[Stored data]
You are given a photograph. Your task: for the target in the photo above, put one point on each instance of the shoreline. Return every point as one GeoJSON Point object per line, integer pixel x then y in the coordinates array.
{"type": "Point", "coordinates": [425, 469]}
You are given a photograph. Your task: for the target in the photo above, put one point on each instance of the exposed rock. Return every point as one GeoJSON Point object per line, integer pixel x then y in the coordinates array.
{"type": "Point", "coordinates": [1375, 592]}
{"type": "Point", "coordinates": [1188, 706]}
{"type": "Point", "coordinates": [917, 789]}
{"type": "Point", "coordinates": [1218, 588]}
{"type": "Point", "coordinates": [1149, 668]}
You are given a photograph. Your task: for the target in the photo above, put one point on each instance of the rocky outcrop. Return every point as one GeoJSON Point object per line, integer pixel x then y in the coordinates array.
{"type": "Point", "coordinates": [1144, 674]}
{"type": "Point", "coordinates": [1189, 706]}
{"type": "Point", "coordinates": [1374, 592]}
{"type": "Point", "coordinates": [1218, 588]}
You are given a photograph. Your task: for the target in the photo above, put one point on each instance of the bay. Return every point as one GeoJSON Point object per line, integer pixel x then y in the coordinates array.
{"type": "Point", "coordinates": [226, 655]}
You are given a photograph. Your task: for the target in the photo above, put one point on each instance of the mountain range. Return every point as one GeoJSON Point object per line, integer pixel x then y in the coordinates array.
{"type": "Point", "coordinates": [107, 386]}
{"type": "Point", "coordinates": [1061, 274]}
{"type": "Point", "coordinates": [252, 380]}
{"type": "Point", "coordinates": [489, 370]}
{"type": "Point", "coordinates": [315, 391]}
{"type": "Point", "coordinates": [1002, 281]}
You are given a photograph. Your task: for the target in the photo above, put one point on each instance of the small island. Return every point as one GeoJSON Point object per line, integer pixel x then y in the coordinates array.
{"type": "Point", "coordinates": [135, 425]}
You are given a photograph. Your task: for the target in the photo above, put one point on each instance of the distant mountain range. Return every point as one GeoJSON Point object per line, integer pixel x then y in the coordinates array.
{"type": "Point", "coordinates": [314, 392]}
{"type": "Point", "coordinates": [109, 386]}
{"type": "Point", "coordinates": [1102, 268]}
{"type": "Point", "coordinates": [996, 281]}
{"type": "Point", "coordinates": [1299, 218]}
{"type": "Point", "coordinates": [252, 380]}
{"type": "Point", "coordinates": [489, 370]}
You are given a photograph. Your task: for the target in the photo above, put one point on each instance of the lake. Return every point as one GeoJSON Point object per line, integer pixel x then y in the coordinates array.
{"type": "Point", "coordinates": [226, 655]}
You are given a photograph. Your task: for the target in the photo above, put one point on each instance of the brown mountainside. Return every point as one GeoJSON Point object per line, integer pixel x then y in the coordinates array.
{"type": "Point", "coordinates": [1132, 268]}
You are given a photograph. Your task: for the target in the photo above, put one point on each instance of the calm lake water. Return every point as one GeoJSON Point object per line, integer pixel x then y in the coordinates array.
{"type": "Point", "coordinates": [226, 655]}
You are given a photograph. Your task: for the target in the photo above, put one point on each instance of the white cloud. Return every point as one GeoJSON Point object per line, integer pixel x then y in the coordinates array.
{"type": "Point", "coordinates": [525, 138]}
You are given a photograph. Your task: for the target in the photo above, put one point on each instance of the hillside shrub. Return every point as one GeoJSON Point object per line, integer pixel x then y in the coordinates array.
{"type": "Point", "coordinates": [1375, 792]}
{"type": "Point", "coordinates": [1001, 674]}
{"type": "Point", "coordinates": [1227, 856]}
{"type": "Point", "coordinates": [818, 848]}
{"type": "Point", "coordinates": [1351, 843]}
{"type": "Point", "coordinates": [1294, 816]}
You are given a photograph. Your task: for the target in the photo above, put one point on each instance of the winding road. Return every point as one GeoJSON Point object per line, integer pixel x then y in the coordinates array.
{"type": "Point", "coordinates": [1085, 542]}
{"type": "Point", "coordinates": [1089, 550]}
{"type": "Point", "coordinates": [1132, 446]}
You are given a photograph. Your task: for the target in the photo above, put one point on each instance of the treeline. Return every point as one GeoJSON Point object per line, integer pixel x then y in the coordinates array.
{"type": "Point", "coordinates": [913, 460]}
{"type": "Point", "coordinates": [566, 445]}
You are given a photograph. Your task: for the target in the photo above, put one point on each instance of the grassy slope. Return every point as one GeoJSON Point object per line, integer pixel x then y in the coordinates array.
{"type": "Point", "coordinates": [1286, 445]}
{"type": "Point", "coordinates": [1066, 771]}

**Exercise instructions**
Return the entries above word for word.

**Result for this task**
You are given a photograph. Your task: for the target in the photo above, put one point on each instance of the shoreline. Return every point as one GeoJSON Point object per line, integer pixel x then y in the coordinates array.
{"type": "Point", "coordinates": [425, 469]}
You are given a photograph. Your task: for the target in the photo above, put one point on each instance of the exposed rock. Return every point as one GeoJSON Point object per line, integer pixel x then y in the coordinates array.
{"type": "Point", "coordinates": [1375, 592]}
{"type": "Point", "coordinates": [1188, 706]}
{"type": "Point", "coordinates": [917, 789]}
{"type": "Point", "coordinates": [1218, 588]}
{"type": "Point", "coordinates": [1149, 668]}
You are given a photograph. Your task: for the target in the photo above, put one point on each instance of the rocky outcrop. Return every point as one GeoJSON Point object per line, integer pixel x then y in the coordinates array.
{"type": "Point", "coordinates": [1144, 674]}
{"type": "Point", "coordinates": [1189, 706]}
{"type": "Point", "coordinates": [1374, 592]}
{"type": "Point", "coordinates": [1218, 588]}
You are given a photograph. Your task: for the target in the photo above, put one point on each instance of the bay. Return every point as one GeoJSON Point object per line, integer pixel x then y in the coordinates array.
{"type": "Point", "coordinates": [226, 655]}
You are given a photograph. Your task: for the target in the photo above, put one point on each instance of the mountain range. Return every point as one GeoJSON Point object per line, integer pixel x then y in the coordinates array.
{"type": "Point", "coordinates": [107, 386]}
{"type": "Point", "coordinates": [1061, 274]}
{"type": "Point", "coordinates": [252, 380]}
{"type": "Point", "coordinates": [489, 370]}
{"type": "Point", "coordinates": [315, 391]}
{"type": "Point", "coordinates": [1002, 281]}
You are given a photograph. Your task: for the target in the photo above, put one point on each instance of the small island. Return every point as one GeoJSON Point object per line, integer pixel x then y in the coordinates array.
{"type": "Point", "coordinates": [135, 425]}
You are given a photograph. Your task: for the target in the photo above, put one point on each instance of the distant mountain range. Return every point as one GeoJSON Point object per line, integer pixel x then y in the coordinates array.
{"type": "Point", "coordinates": [314, 392]}
{"type": "Point", "coordinates": [109, 386]}
{"type": "Point", "coordinates": [1102, 268]}
{"type": "Point", "coordinates": [996, 281]}
{"type": "Point", "coordinates": [1299, 218]}
{"type": "Point", "coordinates": [252, 380]}
{"type": "Point", "coordinates": [489, 370]}
You are given a photograph. Your task: for the target in the photo above, put one point on each instance of the lake. Return every point as one GeoJSON Point object per line, integer pixel x then y in the coordinates array.
{"type": "Point", "coordinates": [226, 655]}
You are given a photograph. Your task: for the target in the photo above, put one point on each instance of the brown mountainside. Return every point as one GeoJSON Point object per line, integer pixel x then y in the coordinates array.
{"type": "Point", "coordinates": [1132, 268]}
You are given a photograph. Your task: for the target in the photo above, put one point on each instance of the calm lake water. Return every point as one GeoJSON Point object per line, integer pixel x then y in the coordinates array.
{"type": "Point", "coordinates": [226, 655]}
You are given a photograph. Your task: for the target in the photo above, put one point on each instance of the white cloud. Return every point as one GeoJSON Point object per line, integer pixel x then y in the coordinates array.
{"type": "Point", "coordinates": [525, 138]}
You are given a photograph. Your task: for the target in the photo above, put one point on each instance of the hillside shrub. Return every point as one GeoJSON Point object per line, integer pixel x then y in the coordinates array.
{"type": "Point", "coordinates": [1375, 792]}
{"type": "Point", "coordinates": [1001, 674]}
{"type": "Point", "coordinates": [1227, 856]}
{"type": "Point", "coordinates": [818, 848]}
{"type": "Point", "coordinates": [1351, 843]}
{"type": "Point", "coordinates": [1294, 816]}
You are given a photograph. Your task: for the target in the photo above, put one point on each instance of the winding road. Return every point as one GeoJSON Point object per line, integer pixel x then y in the coordinates array.
{"type": "Point", "coordinates": [1085, 542]}
{"type": "Point", "coordinates": [1089, 550]}
{"type": "Point", "coordinates": [1132, 446]}
You are given a photograph. Your task: for the target in the photo above, put one point on each instance of the treeline. Return every point as one GeoJSON Point object per line, integer pixel x then y in the coordinates array.
{"type": "Point", "coordinates": [913, 460]}
{"type": "Point", "coordinates": [566, 445]}
You are given a photograph. Your task: for the target in the photo above, put one point on each instance of the grassy slope. Return every point as one GeoJSON Point object per line, integer pixel x then y in the coordinates array.
{"type": "Point", "coordinates": [1286, 445]}
{"type": "Point", "coordinates": [1066, 771]}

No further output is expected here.